Activity: Nothing but the lines from the one with "97, row 225." through the end of the records may appear in the answer, each reproduced exactly, pictures omitted.

Data excerpts:

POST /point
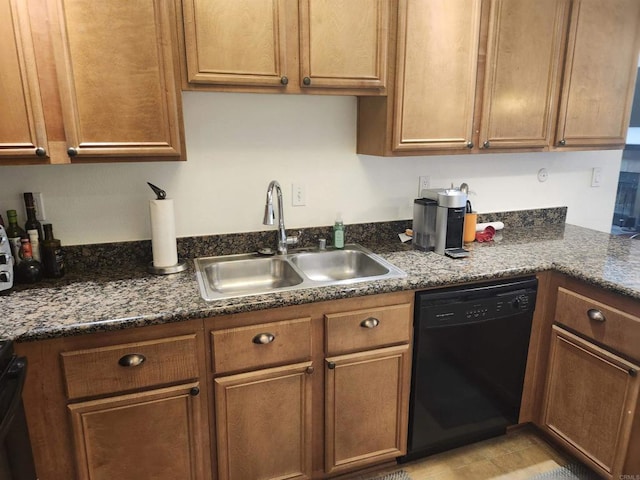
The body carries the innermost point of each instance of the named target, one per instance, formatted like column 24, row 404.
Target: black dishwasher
column 469, row 359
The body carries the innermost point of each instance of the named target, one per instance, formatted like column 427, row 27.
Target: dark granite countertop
column 112, row 299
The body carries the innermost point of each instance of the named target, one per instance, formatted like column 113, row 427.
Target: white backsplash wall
column 238, row 143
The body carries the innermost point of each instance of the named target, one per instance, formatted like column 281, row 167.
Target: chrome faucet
column 269, row 218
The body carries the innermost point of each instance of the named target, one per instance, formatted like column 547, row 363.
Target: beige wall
column 237, row 143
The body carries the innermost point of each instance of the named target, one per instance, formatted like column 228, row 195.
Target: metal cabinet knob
column 132, row 360
column 263, row 338
column 596, row 315
column 370, row 322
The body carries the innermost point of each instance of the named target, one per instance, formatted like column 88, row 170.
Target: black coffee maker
column 438, row 221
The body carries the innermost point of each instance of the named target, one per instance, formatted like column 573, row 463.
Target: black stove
column 16, row 458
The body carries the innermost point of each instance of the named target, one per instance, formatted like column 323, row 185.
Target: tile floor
column 518, row 455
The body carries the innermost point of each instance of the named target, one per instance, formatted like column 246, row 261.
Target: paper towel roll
column 497, row 225
column 163, row 233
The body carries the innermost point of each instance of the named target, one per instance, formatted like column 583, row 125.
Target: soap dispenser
column 338, row 232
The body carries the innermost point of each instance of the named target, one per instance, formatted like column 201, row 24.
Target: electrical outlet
column 38, row 200
column 596, row 176
column 298, row 195
column 424, row 182
column 543, row 175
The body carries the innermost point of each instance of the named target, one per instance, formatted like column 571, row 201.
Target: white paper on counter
column 497, row 225
column 163, row 233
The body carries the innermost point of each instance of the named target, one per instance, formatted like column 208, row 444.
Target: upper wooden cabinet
column 470, row 76
column 600, row 72
column 436, row 74
column 117, row 72
column 23, row 134
column 89, row 82
column 522, row 73
column 343, row 43
column 474, row 76
column 285, row 45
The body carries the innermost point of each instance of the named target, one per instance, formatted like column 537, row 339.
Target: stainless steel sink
column 338, row 265
column 245, row 274
column 250, row 274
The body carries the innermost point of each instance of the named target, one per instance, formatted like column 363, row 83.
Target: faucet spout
column 269, row 217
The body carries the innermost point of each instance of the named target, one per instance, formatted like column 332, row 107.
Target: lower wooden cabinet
column 365, row 408
column 590, row 403
column 155, row 434
column 263, row 423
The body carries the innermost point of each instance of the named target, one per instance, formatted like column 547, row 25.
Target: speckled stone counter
column 112, row 298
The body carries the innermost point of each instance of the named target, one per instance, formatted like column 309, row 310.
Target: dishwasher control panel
column 484, row 302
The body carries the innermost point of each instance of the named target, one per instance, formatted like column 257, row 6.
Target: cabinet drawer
column 263, row 345
column 131, row 366
column 366, row 329
column 603, row 323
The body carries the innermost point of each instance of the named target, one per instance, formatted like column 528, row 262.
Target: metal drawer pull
column 370, row 322
column 263, row 338
column 595, row 315
column 132, row 360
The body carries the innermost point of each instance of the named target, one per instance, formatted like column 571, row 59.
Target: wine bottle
column 52, row 256
column 28, row 270
column 15, row 234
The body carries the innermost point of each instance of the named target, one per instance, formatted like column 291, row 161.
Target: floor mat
column 573, row 471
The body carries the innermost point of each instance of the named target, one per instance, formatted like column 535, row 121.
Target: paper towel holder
column 181, row 265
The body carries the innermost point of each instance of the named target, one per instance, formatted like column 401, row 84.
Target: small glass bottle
column 28, row 270
column 32, row 226
column 338, row 232
column 14, row 234
column 52, row 256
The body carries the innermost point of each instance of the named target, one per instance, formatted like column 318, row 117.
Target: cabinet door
column 366, row 408
column 243, row 42
column 436, row 74
column 590, row 401
column 22, row 128
column 343, row 43
column 157, row 434
column 600, row 71
column 117, row 73
column 522, row 75
column 263, row 423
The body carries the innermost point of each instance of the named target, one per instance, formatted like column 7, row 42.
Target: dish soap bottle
column 338, row 232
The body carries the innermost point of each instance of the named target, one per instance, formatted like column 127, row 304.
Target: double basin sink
column 251, row 274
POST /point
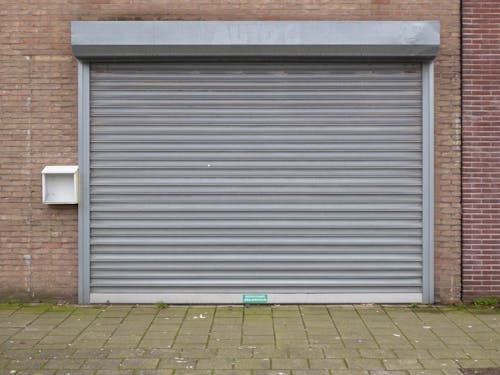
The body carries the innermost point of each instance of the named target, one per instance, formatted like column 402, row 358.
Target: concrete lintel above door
column 343, row 39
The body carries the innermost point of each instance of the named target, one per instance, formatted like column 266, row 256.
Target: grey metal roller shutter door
column 213, row 180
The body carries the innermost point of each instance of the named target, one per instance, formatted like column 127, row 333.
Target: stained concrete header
column 111, row 39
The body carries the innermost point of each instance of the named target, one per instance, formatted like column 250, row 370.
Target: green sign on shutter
column 254, row 298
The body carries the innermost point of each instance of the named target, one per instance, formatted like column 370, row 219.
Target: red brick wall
column 481, row 148
column 38, row 82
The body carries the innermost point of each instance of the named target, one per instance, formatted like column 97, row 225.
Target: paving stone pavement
column 252, row 340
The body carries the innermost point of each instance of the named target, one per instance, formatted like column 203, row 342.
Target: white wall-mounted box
column 60, row 184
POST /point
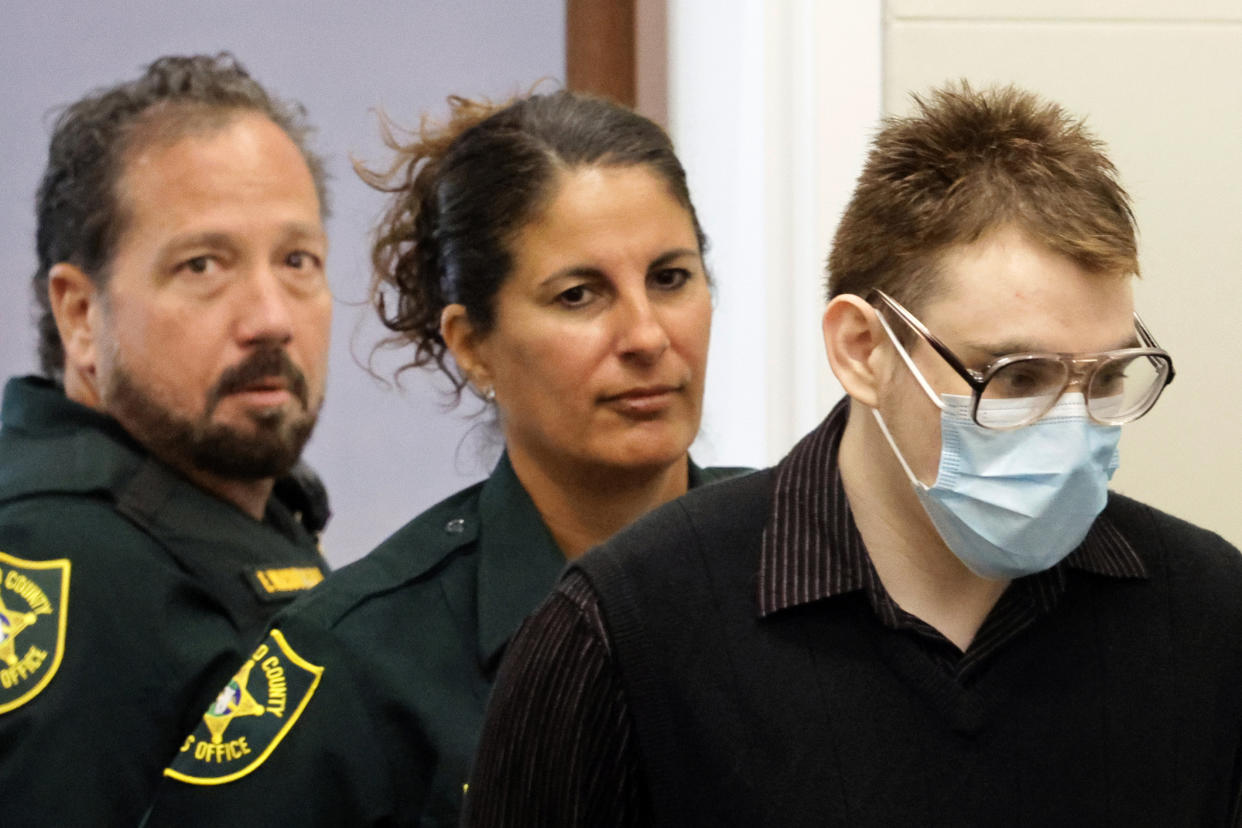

Finished task:
The body carries the innermost point of each instance of the named target, one per instance, formatted like column 97, row 225.
Target: paving stone pavement
column 252, row 340
The body carries the innermost point of each instance of the named target, one per instance, formatted like column 203, row 342.
Target: white wall-mounted box
column 60, row 184
POST /point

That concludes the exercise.